§ **STATED EXERCISE**
Extract the rows below word for word, from their start through the line that contains "x=486 y=602", including that line. Omit the pictures.

══ AVAILABLE DATA ══

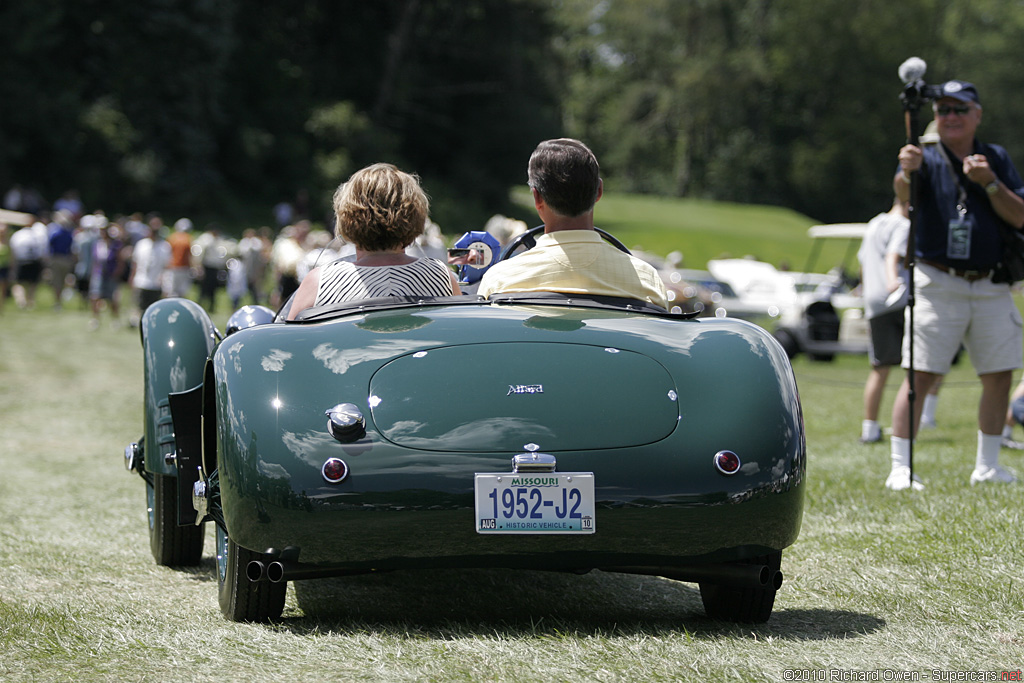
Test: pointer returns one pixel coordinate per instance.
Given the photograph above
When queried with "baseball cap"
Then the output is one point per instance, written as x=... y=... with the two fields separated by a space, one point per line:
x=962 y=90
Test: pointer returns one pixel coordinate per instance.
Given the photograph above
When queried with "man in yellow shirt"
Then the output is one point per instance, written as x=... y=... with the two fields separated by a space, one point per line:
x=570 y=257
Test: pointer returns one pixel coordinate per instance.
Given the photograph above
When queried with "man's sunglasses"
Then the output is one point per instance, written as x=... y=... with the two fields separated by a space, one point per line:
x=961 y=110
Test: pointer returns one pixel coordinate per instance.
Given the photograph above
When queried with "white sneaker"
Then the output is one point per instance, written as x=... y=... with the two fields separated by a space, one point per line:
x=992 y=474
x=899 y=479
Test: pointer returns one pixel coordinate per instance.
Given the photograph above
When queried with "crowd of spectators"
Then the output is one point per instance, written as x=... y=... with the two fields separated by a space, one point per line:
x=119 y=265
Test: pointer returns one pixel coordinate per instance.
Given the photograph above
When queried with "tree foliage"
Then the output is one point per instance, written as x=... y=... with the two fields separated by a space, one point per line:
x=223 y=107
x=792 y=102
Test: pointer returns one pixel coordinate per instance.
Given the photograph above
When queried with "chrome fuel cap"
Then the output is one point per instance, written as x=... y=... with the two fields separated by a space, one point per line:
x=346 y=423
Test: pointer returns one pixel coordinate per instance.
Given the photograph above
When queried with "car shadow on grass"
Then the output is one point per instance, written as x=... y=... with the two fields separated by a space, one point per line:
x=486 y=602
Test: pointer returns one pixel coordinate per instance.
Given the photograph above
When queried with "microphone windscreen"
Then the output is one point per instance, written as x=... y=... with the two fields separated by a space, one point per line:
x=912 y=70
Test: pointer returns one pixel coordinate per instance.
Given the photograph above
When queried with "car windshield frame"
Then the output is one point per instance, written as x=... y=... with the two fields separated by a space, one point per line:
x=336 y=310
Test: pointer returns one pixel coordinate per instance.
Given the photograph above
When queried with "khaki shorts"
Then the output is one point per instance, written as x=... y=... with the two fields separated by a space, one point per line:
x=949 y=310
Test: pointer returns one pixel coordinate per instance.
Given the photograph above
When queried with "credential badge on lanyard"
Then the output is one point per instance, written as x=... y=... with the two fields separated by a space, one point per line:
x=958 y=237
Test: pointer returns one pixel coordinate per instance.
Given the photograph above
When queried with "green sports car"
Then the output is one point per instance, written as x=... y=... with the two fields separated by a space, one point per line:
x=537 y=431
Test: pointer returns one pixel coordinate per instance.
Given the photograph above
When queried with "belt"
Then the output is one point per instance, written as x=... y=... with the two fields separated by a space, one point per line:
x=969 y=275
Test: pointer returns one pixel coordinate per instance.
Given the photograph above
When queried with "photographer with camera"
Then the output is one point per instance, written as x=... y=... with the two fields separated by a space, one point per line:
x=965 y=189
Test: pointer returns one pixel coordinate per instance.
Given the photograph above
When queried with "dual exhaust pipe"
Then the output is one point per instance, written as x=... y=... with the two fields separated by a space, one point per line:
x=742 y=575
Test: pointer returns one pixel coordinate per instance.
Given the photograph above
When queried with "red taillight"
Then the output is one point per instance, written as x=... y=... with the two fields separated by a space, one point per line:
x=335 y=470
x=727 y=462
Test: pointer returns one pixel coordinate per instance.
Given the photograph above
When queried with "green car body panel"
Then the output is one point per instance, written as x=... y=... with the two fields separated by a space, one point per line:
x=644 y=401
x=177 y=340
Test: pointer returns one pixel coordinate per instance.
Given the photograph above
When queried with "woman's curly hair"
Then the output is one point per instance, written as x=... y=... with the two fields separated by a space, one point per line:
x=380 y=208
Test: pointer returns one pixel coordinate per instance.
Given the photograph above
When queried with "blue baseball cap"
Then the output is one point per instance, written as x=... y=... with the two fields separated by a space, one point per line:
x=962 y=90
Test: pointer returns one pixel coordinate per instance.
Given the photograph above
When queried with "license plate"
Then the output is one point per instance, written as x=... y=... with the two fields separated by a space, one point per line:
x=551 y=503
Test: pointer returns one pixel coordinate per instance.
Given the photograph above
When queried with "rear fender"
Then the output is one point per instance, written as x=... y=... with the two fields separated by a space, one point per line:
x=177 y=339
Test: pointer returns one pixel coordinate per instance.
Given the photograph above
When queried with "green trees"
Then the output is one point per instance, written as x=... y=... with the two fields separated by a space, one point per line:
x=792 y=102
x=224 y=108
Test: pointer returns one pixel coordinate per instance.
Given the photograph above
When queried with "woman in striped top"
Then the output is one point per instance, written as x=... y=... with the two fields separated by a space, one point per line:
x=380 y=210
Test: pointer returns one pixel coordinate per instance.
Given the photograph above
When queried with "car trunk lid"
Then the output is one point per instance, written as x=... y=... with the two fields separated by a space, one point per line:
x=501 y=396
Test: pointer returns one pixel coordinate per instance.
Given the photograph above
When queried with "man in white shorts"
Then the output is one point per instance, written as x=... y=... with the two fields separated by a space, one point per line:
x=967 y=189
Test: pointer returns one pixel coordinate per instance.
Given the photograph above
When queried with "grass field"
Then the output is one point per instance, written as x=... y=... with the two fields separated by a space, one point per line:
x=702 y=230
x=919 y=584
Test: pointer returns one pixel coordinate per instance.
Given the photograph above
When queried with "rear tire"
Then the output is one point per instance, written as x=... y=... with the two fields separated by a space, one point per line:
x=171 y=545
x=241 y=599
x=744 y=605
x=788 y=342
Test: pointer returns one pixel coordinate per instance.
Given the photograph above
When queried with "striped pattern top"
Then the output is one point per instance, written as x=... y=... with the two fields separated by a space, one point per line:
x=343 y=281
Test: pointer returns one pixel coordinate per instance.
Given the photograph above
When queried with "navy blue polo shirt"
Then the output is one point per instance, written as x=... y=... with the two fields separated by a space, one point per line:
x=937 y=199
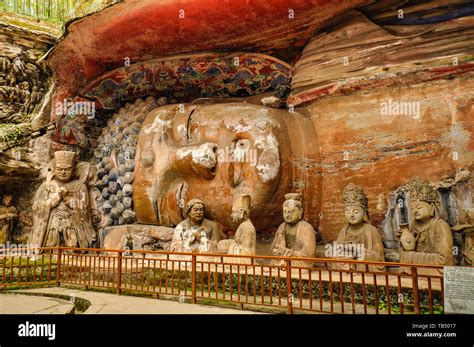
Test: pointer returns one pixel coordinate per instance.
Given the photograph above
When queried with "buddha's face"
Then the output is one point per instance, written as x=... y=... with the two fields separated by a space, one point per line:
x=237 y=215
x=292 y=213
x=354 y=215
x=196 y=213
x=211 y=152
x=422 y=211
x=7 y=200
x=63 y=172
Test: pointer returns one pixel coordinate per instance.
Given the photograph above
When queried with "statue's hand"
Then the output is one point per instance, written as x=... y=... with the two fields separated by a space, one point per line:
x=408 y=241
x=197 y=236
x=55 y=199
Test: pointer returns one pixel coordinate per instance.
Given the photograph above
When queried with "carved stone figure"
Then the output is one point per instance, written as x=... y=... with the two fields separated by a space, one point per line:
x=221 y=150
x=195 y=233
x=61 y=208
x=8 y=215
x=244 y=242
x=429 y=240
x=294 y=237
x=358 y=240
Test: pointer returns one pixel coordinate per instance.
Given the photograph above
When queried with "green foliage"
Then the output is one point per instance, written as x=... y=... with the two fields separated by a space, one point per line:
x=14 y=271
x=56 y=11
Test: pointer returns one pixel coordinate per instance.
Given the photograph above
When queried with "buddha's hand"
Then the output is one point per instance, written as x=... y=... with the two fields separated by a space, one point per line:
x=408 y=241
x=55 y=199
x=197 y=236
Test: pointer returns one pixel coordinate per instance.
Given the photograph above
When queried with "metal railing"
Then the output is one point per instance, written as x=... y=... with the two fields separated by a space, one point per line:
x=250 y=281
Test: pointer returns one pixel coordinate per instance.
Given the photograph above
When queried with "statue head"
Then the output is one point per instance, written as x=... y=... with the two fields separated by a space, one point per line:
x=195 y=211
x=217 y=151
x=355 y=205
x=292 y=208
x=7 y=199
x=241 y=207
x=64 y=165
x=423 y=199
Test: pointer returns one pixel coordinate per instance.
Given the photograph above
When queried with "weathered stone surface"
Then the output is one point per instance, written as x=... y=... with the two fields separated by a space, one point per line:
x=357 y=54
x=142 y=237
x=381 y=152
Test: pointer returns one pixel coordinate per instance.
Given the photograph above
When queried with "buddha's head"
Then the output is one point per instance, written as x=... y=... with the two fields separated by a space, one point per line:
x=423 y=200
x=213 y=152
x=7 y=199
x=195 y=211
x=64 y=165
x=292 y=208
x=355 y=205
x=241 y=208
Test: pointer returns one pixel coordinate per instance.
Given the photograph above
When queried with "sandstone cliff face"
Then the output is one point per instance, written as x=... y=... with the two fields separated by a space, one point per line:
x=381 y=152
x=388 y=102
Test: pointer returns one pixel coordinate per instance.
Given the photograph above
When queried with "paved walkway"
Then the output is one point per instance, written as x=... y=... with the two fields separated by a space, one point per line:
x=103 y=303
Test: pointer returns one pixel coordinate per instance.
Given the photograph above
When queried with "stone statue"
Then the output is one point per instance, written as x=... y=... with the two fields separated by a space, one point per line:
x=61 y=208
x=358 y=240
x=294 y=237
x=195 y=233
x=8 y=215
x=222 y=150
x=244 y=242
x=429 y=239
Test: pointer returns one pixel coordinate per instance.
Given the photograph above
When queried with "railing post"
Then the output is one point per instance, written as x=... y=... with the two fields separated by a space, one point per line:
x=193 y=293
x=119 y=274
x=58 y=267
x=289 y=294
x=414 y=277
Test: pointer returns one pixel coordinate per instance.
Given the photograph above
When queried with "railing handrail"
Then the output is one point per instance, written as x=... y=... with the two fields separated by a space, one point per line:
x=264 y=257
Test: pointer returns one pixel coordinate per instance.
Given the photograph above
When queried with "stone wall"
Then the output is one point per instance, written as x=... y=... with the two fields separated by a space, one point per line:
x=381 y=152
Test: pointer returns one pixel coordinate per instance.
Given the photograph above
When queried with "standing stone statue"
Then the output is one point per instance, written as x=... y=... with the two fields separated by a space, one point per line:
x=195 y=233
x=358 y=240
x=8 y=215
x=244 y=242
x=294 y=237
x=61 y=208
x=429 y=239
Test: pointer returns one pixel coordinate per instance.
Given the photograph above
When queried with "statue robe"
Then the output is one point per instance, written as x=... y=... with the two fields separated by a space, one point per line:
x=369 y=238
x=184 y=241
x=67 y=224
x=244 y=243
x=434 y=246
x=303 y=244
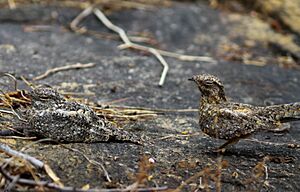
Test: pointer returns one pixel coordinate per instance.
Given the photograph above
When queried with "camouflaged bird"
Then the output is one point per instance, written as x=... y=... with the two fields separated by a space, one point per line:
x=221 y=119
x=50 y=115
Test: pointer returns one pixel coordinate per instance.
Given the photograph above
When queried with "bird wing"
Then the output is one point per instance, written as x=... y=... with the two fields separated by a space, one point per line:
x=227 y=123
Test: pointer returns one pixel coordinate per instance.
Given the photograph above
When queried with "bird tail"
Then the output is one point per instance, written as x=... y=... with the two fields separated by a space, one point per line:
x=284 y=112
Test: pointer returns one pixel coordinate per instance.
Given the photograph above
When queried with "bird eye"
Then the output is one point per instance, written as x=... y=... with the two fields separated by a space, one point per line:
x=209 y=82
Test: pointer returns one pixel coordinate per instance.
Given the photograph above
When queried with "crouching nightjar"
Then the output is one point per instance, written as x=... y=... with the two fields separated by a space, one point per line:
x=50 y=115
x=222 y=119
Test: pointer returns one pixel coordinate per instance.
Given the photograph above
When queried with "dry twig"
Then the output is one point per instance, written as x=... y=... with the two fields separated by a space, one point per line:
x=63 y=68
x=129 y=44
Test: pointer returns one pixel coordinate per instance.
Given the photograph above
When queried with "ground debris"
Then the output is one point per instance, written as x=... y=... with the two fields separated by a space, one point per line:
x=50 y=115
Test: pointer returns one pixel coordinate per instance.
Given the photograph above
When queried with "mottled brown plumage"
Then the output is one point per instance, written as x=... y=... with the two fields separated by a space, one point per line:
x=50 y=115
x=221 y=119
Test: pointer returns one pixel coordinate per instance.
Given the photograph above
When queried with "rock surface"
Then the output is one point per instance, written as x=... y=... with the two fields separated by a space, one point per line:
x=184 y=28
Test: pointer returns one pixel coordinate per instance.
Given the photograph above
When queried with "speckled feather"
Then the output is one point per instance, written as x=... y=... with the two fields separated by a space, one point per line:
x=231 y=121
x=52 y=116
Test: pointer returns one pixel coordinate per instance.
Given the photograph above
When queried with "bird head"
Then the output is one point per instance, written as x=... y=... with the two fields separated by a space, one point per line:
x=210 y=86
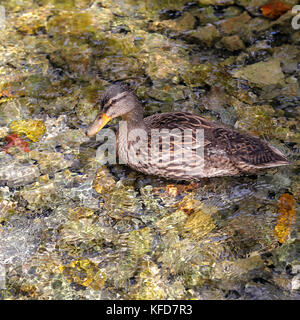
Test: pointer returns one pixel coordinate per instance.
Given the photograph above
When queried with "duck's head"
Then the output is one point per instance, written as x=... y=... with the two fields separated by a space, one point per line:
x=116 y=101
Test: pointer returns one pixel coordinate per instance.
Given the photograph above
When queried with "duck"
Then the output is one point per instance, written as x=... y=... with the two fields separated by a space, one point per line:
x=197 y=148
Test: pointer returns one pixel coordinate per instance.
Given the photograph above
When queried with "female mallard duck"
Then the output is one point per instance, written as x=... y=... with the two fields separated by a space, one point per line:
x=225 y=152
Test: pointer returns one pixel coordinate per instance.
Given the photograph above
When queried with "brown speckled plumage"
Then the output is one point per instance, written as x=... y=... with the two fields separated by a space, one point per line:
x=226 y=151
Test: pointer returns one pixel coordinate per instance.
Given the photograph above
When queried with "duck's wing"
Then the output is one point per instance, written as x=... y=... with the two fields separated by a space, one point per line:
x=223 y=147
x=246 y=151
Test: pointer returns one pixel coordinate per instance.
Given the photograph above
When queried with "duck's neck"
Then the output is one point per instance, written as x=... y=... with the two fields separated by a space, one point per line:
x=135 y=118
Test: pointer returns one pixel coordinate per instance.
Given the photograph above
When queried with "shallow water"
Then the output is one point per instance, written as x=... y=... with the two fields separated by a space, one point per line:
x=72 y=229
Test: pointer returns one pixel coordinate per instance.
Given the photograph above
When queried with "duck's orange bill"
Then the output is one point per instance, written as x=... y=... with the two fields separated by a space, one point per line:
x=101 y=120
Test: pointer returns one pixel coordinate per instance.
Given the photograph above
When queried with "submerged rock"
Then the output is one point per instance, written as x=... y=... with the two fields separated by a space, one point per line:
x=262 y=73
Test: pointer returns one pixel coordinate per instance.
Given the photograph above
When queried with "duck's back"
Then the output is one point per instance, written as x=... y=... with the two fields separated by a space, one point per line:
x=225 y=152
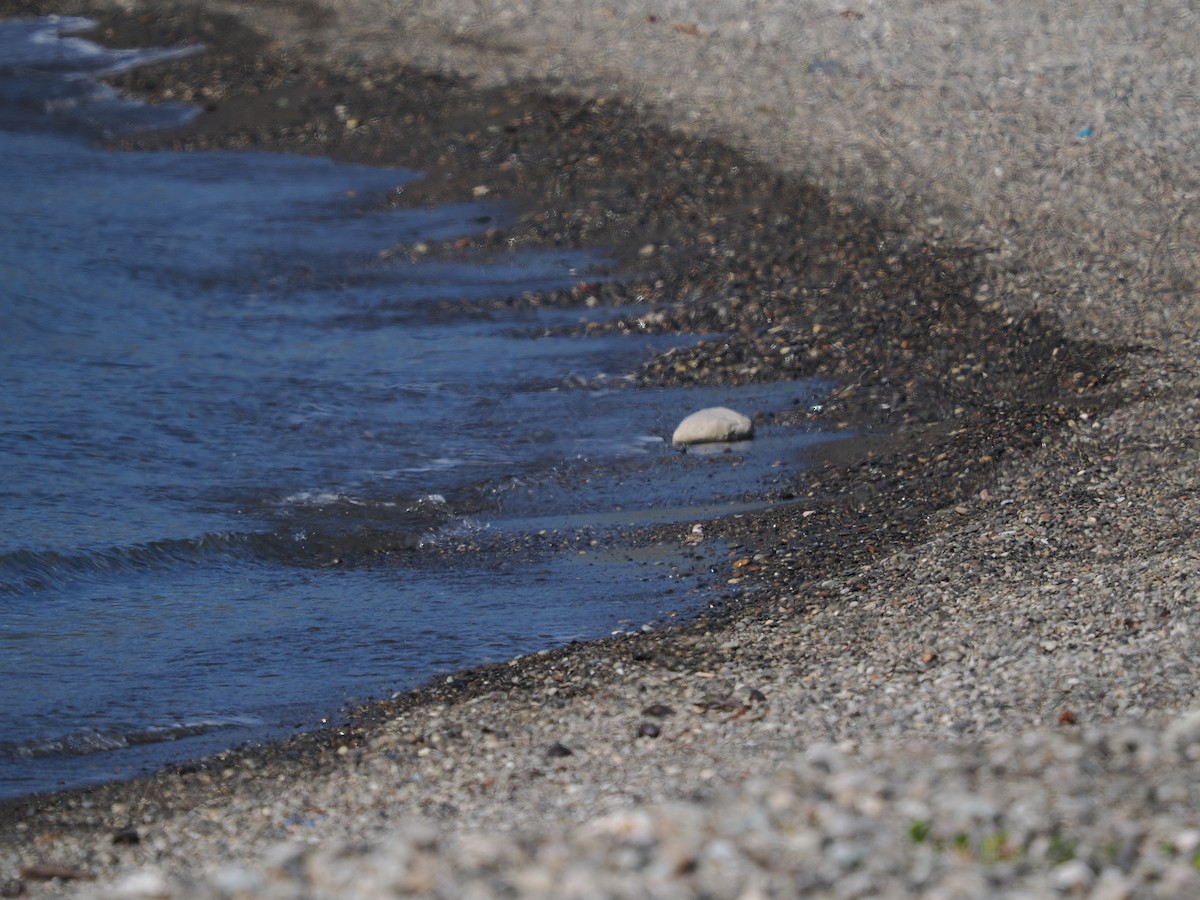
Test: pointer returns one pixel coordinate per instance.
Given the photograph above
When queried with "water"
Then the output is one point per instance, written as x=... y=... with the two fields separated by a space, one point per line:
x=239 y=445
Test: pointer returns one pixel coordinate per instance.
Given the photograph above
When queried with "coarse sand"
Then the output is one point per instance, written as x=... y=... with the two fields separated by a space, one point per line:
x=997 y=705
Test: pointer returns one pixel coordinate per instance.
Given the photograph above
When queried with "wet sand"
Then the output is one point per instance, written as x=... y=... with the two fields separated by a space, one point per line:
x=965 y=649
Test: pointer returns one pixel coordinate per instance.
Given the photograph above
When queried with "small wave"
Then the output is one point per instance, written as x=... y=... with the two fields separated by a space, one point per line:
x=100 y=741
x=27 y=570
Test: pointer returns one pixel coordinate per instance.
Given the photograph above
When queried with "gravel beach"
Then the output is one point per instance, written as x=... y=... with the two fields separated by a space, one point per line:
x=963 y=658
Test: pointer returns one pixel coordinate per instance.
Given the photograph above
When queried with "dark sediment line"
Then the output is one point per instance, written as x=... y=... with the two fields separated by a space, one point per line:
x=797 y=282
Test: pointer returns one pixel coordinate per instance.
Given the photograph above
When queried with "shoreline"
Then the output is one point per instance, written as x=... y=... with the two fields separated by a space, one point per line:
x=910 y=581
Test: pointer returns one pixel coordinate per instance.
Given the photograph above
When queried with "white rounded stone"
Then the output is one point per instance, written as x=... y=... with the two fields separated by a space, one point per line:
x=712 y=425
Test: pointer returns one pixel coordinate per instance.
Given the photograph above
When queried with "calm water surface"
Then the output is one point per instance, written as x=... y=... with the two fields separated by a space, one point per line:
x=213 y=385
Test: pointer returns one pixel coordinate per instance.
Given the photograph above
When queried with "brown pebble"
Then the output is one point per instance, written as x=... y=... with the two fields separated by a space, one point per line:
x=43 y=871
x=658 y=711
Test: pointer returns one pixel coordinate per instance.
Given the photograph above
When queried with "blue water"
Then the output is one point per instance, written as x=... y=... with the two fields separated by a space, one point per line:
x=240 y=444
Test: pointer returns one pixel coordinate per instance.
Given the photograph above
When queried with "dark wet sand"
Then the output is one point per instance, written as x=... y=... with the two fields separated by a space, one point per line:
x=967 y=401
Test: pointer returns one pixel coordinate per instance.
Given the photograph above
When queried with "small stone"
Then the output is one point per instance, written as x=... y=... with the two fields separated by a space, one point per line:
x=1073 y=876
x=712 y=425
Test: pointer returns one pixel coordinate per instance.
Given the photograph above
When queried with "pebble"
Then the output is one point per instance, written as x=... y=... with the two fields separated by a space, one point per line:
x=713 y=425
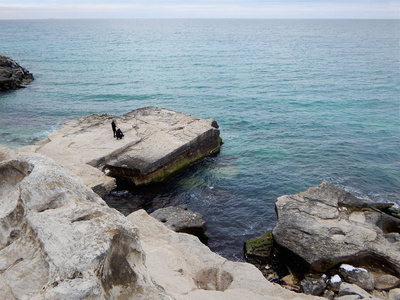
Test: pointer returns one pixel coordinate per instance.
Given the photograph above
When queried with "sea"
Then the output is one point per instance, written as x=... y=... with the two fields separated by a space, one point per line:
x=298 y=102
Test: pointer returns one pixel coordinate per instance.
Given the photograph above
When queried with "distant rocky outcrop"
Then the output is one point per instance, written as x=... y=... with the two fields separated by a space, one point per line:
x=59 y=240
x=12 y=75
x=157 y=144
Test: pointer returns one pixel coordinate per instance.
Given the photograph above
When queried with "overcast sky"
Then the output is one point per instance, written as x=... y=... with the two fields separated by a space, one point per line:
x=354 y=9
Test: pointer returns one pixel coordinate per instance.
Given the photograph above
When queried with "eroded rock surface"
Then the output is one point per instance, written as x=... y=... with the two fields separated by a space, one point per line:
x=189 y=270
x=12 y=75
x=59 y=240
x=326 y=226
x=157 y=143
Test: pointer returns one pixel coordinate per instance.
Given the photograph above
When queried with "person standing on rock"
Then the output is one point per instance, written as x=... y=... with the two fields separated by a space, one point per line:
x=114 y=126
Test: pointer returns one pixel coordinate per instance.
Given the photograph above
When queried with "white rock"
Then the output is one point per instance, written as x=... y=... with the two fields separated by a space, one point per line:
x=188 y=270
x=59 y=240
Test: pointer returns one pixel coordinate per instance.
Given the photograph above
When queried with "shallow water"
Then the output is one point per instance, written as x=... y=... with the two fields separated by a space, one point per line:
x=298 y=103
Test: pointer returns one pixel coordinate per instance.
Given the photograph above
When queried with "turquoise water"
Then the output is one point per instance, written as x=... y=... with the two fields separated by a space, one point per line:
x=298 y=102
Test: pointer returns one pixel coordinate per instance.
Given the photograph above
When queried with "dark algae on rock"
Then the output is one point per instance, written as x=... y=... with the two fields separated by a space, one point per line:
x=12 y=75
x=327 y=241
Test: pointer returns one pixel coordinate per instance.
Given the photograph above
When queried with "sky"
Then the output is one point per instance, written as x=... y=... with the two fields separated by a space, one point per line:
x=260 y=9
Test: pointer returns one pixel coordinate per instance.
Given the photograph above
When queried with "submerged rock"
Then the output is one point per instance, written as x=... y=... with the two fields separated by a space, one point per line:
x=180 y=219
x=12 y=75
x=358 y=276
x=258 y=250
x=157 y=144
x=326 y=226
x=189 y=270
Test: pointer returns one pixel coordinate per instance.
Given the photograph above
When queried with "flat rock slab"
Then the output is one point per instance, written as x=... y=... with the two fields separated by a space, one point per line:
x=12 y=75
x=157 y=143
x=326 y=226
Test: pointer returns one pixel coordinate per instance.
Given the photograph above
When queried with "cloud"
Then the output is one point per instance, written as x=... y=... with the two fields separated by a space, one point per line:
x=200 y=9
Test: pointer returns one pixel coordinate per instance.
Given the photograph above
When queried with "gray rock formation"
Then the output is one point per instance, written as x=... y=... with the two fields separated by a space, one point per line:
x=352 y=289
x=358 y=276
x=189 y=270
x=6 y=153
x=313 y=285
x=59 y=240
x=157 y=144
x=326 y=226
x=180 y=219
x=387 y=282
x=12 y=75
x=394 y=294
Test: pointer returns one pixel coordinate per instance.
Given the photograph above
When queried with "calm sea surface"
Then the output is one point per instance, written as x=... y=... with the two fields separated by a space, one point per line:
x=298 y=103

═══

§ **RESULT**
Test: pointer returns one pixel coordinate per instance.
Given the photograph above
When queried with "baseball cap"
Then the output is one point per instance, written as x=... y=... with the two fields separated by a space, one point per line:
x=962 y=90
Test: pointer returns one pixel coordinate per instance.
Given the photograph above
When queried with "man in yellow shirt"
Then the output is one point per instance, written as x=... y=... with the two fields separated by a space, one point per line:
x=570 y=257
Test: pointer returns one pixel coordinate per instance.
Given the photograph above
When queried with "man's sunglasses"
Then the output is one point per instance, written as x=... y=... with the two fields separated by a space, one point per line:
x=961 y=110
Test: pointer returns one pixel coordinate per instance.
Given the photograph above
When queried with "white sneaker"
Then the output is one point per instance, written as x=... y=... with the two fields separated by a space, one point per line:
x=992 y=474
x=899 y=479
Test: pointer returns one pixel coordinate per instance.
Given the photograph above
When queried with "crowd of spectators"
Then the output is one point per instance, written as x=... y=... with the two fields separated by a space, one point per line:
x=119 y=265
Test: pointer returns one pixel coordinate per instance.
Given the photograph above
When queried with "tree foliage"
Then the output is one point per instance, written as x=... y=... with the two fields separated by a space, one point per line:
x=223 y=107
x=792 y=102
Test: pointer returns one pixel coordinate per instance.
Given the photograph above
When queried with "chrome fuel cap"
Then the output is one point per instance, written as x=... y=... with the two fields separated by a space, one point per line:
x=346 y=423
Test: pointer returns one pixel coordinate per instance.
Given the photograph above
When queried with "car shadow on grass"
Then the output is one point per instance, written as x=... y=... with the two fields separated by a space, one point per line:
x=486 y=602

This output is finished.